[BEGIN Quoted passage]

[systemd-devel] [ANNOUNCE] Journal File Format Documentation

Lennart Poettering lennart at poettering.net
Tue Oct 23 09:33:58 PDT 2012


On Tue, 23.10.12 18:48, Ciprian Dorin Craciun (ciprian.craciun at gmail.com) wrote:

> > - We needed something with in-line compression, and where we can add
> >   stuff like FSS to
> 
>     Ok. I agree that there are very few libraries that fit here. All I
> can think of making into here would be BerkeleyDB (but it fails other
> requirements you've listed below).

I used BDB in one other project and it makes me shudder. The constant
ABI breakages and disk corruptions where aful. Heck, yum as one user of
it breaks every second Fedora release with a BDB error where the usual
recipe is to remove the yum BDB database so that it is regenerated on
next invocation. I am pretty much through with BDB.

> > - The database should be typeless, and index by all fields, rather than
> >   require fixed schemas. It should efficient with large and binary data.
> 
>     One thing bothers me: why should it index all fields? (For example
> indexing by UID, executable, service, etc. makes sense, but I don't
> think indexing by message is that worthwhile... Moreover by PID or
> coredump (which I think it is hinted is stored in the journal) doesn't
> make too much sense either...)

Sure, not all fields make sense, but many many do, and we don't really
know in advance which ones will, as the vocabulary can be extended by
anybody. For example, if Apache decided to do structured logging for
errors indexed vserver, then I'd love that, but of course the vserver
match would be unknown to everybody else. And that's cool. 

So, the idea here is really to just index everything, and make it cheap
so that if something actually never made sense to be indexed is cheap.

[END Quoted passage]
[BEGIN Supplied entries]

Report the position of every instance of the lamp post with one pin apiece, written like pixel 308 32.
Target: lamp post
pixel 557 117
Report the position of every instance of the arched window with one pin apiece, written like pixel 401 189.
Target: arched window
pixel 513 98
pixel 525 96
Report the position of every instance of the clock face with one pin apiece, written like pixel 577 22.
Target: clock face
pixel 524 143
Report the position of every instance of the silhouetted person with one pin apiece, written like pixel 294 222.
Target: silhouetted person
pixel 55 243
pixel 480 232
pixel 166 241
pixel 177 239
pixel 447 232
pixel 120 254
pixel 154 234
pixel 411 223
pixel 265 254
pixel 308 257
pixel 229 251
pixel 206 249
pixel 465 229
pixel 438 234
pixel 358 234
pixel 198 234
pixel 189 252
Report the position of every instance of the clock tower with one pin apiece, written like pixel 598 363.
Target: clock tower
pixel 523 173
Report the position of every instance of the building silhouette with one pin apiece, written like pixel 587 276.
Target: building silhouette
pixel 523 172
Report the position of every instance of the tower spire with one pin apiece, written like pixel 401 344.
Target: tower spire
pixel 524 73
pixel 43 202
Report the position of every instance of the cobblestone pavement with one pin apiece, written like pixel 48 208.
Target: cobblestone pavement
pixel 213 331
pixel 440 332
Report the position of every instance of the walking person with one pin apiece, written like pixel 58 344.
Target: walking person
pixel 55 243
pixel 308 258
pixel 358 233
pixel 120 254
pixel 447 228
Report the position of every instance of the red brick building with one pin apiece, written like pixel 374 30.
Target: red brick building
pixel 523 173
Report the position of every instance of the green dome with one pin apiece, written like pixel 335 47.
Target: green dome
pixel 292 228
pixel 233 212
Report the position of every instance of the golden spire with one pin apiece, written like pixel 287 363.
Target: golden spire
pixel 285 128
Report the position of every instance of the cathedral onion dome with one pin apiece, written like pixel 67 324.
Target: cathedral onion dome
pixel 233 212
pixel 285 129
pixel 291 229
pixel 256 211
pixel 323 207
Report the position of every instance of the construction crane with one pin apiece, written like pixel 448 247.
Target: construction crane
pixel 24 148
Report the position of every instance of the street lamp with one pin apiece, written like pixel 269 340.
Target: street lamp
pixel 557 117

[END Supplied entries]

:: Exercise instructions ::
- A) According to the mailing-list reply, what is the usual recipe when yum breaks with a BDB error?
- B) Translate this sentence from the mailing-list reply into French: "I am pretty much through with BDB."
The records above are separate material, unrelated to the mailing-list reply.

:: Exercise solutions ::
- A) Remove the yum BDB database so that it is regenerated on the next invocation.

- B) J'en ai pratiquement fini avec BDB.